> Aim:
Can you retype every record below exactly as written?

+-------+

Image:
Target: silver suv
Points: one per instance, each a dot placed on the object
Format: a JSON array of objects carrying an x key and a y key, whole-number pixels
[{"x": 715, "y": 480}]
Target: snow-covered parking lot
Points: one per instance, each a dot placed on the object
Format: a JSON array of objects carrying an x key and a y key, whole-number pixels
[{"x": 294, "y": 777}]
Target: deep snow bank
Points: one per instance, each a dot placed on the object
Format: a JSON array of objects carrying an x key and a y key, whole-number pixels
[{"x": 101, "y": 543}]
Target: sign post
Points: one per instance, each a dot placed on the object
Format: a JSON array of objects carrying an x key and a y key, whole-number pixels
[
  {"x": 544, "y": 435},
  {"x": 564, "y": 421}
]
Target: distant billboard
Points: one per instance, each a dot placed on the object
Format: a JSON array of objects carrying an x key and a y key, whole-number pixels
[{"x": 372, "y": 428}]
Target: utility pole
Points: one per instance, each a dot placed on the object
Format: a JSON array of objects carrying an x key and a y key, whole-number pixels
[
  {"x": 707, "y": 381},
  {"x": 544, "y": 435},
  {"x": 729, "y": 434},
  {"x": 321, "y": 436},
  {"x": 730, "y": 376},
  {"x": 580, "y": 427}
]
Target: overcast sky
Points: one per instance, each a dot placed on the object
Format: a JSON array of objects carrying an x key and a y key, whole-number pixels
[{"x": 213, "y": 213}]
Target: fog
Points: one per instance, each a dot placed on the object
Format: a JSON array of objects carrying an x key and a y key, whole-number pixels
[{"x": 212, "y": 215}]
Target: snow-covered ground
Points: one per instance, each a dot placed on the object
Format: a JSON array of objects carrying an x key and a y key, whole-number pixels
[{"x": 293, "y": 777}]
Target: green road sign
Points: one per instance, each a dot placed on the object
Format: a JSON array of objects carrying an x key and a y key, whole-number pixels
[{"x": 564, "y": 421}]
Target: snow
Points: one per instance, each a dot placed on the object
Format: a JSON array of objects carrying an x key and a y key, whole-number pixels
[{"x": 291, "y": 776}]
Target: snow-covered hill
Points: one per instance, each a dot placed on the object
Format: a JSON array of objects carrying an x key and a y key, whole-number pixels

+-------+

> Complete output:
Image:
Target: silver suv
Points: one per instance, each a dot placed on the object
Format: a JSON array of objects carrying an x key and a y key, whole-number pixels
[{"x": 715, "y": 480}]
Target: snow-covered parking lot
Points: one per instance, each a dot placed on the object
Format: a JSON array of objects carrying an x key and a y key, whole-number pixels
[{"x": 294, "y": 777}]
Target: deep snow bank
Points: one per instance, each a dot placed on the object
Format: a JSON array of objects carrying an x key and a y key, whole-number pixels
[{"x": 101, "y": 543}]
Target: sign post
Points: one per instance, each a dot placed on the object
Format: a JSON array of objects carrying an x key and a y key, whole-number pixels
[
  {"x": 544, "y": 435},
  {"x": 564, "y": 421}
]
Target: distant billboard
Points: one per instance, each a dot placed on the object
Format: a JSON array of objects carrying an x key and a y key, whole-number pixels
[{"x": 372, "y": 428}]
Target: utility pole
Points: one per instance, each a dot placed on the object
Format: a JSON array of objects carrying an x key and a y key, whole-number pixels
[
  {"x": 707, "y": 381},
  {"x": 544, "y": 435},
  {"x": 729, "y": 434},
  {"x": 321, "y": 436},
  {"x": 730, "y": 376},
  {"x": 580, "y": 427}
]
Target: overcast sky
Points: one per instance, each a dot placed on the object
Format: a JSON array of objects carrying an x key and a y key, whole-number pixels
[{"x": 213, "y": 213}]
Target: fog
Points: one per instance, each a dot placed on the object
Format: a JSON array of objects carrying an x key and a y key, whole-number pixels
[{"x": 212, "y": 215}]
Target: snow-covered ground
Points: one per instance, each a dot placed on the object
Format: a JSON array of objects carrying an x key and a y key, whole-number pixels
[{"x": 293, "y": 777}]
Target: green road sign
Points: one per instance, each a dot placed on the object
Format: a JSON array of objects carrying an x key and a y key, whole-number pixels
[{"x": 564, "y": 421}]
Target: snow
Points: one per instance, each a dot placed on the object
Format: a JSON array of objects carrying an x key and a y key, whole-number pixels
[{"x": 291, "y": 776}]
Target: snow-covered hill
Points: one per instance, each a dot placed on the object
Format: a JSON array of objects carrying an x key and a y key, whole-number pixels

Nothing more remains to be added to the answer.